■ **Reading passage**
- Born: November 28, 1960 (age 65) Calcutta (now Kolkata), India
- Education: University of Georgia (Ph.D., 1990)
- Known for: Non-equilibrium statistical physics, nonlinear dynamics, solitary waves in granular media
- Awards: Fellow of the American Physical Society (2008), Fellow of the American Association for the Advancement of Science (2012)
- Scientific career
- Fields: Physics
- Workplaces: State University of New York at Buffalo
- Doctoral advisor: M. Howard Lee

= Surajit Sen =

Indian physicist

Surajit Sen (born November 28, 1960, in Calcutta (modern name Kolkata) in India) is a physicist who works on theoretical and computational problems in non-equilibrium statistical physics and in nonlinear dynamics of many body systems. He holds a Ph.D in physics from The University of Georgia (1990) where he studied with M. Howard Lee. He is also interested in applying physics to study problems of relevance in a societal context. He is a professor of physics at the State University of New York, Buffalo. Much of Sen's recent work can be found in his RUSA lecture at Bharatidasan University.

Sen is credited with developing an exact solution for the Heisenberg equation of motion in a quantum mechanical many body system in 1991. His studies include work on how solitary waves travel in alignments of elastic beads, on how they interact with one another and how these systems tend to reach an equilibrium-like state where equipartitioning of energy is not respected, which he called the quasi-equilibrium state. Suggestion of a similar state was made soon thereafter by Berges et al. Recently, Neyenhuis et al may have found some experimental evidence of this quasi-equilibrium/prethermalization state. Sen's Steel Institute colloquium at the Indian Institute of Technology, Bombay, captures some of his work on strongly nonlinear systems.

■ **Exercise aim**
According to the profile of Surajit Sen, what did he call the equilibrium-like state in which equipartitioning of energy is not respected?

■ **Dataset records**
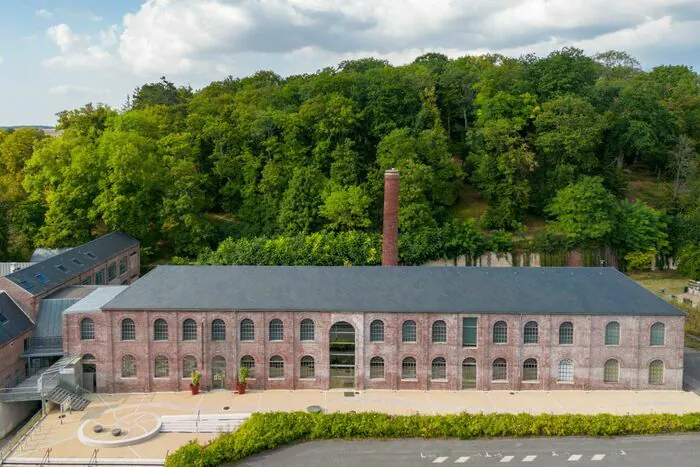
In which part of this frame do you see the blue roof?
[103,266,684,316]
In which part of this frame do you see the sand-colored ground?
[12,390,700,465]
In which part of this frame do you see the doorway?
[211,355,226,389]
[329,321,355,389]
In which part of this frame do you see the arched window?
[182,318,197,341]
[649,323,666,345]
[523,321,539,344]
[268,319,284,341]
[211,319,226,341]
[299,318,316,341]
[369,319,384,342]
[605,321,620,345]
[559,321,574,345]
[122,318,136,341]
[491,358,508,381]
[153,355,170,378]
[523,358,537,381]
[122,355,136,378]
[432,320,447,343]
[182,355,197,379]
[299,355,316,379]
[557,359,574,383]
[241,355,255,378]
[268,355,284,379]
[649,360,664,384]
[153,318,168,341]
[603,359,620,383]
[240,318,255,341]
[401,357,416,379]
[493,321,508,344]
[80,318,95,341]
[430,357,447,380]
[369,357,384,379]
[401,319,416,342]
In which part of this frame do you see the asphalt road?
[238,435,700,467]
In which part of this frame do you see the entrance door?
[329,321,355,389]
[462,358,476,389]
[211,355,226,389]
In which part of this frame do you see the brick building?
[63,266,685,392]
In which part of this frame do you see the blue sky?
[0,0,700,126]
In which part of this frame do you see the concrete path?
[237,435,700,467]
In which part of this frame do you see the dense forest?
[0,48,700,275]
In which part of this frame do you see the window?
[369,319,384,342]
[430,357,447,380]
[268,319,284,341]
[211,319,226,341]
[649,360,664,384]
[401,319,416,342]
[649,323,666,345]
[523,358,537,381]
[559,321,574,345]
[107,263,117,281]
[557,359,574,383]
[122,318,136,341]
[493,321,508,344]
[523,321,539,344]
[182,355,197,379]
[369,358,384,379]
[491,358,508,381]
[241,355,255,378]
[401,357,416,379]
[432,320,447,343]
[462,318,476,347]
[299,355,316,379]
[299,319,316,341]
[153,355,170,378]
[240,318,255,341]
[269,355,284,379]
[182,318,197,341]
[605,321,620,345]
[80,318,95,341]
[603,359,620,383]
[153,318,168,341]
[122,355,136,378]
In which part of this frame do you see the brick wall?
[64,311,684,392]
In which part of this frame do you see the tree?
[546,177,616,246]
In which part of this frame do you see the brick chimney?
[382,169,399,266]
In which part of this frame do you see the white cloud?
[34,8,53,18]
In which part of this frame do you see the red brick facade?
[64,310,684,392]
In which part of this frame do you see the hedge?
[165,412,700,467]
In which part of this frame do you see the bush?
[165,412,700,467]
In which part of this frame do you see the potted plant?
[190,370,202,396]
[236,367,250,394]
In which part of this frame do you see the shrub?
[165,412,700,467]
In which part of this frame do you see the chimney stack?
[382,169,399,266]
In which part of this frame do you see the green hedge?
[165,412,700,467]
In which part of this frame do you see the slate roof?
[0,292,33,345]
[7,232,138,296]
[103,266,683,316]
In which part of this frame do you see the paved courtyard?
[4,390,700,465]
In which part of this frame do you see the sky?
[0,0,700,126]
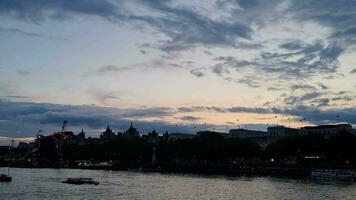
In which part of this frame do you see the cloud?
[16,69,31,76]
[98,65,127,75]
[179,116,202,122]
[6,95,28,99]
[0,101,206,137]
[0,27,68,40]
[190,69,205,78]
[0,0,123,23]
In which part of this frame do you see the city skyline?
[0,0,356,140]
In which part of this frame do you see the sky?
[0,0,356,140]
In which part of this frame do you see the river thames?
[0,168,356,200]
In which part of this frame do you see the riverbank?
[6,163,356,177]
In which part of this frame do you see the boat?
[62,178,99,185]
[311,170,336,179]
[336,171,355,181]
[0,174,12,183]
[311,170,356,181]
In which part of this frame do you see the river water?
[0,168,356,200]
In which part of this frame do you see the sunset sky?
[0,0,356,141]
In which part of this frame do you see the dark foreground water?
[0,168,356,200]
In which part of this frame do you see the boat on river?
[311,170,356,181]
[62,178,99,185]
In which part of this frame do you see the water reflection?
[0,169,356,200]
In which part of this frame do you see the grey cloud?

■ **Full output**
The quasi-equilibrium state.